--- Assignment ---
Exactness is required. Restate every entry as written.

(Point localization data)
---

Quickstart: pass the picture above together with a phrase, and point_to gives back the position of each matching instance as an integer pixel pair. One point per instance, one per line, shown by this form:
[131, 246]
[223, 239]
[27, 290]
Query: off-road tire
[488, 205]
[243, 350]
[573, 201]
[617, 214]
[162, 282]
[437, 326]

---

--- Solution to the exercise ---
Quickstart: pass the picture above together with a phrase, and point_to gives back the position of each matching instance as an integer pixel pair. One point per instance, one per line, shown by this form:
[131, 246]
[223, 239]
[27, 290]
Query: off-road tire
[488, 205]
[243, 350]
[573, 201]
[617, 214]
[162, 282]
[437, 326]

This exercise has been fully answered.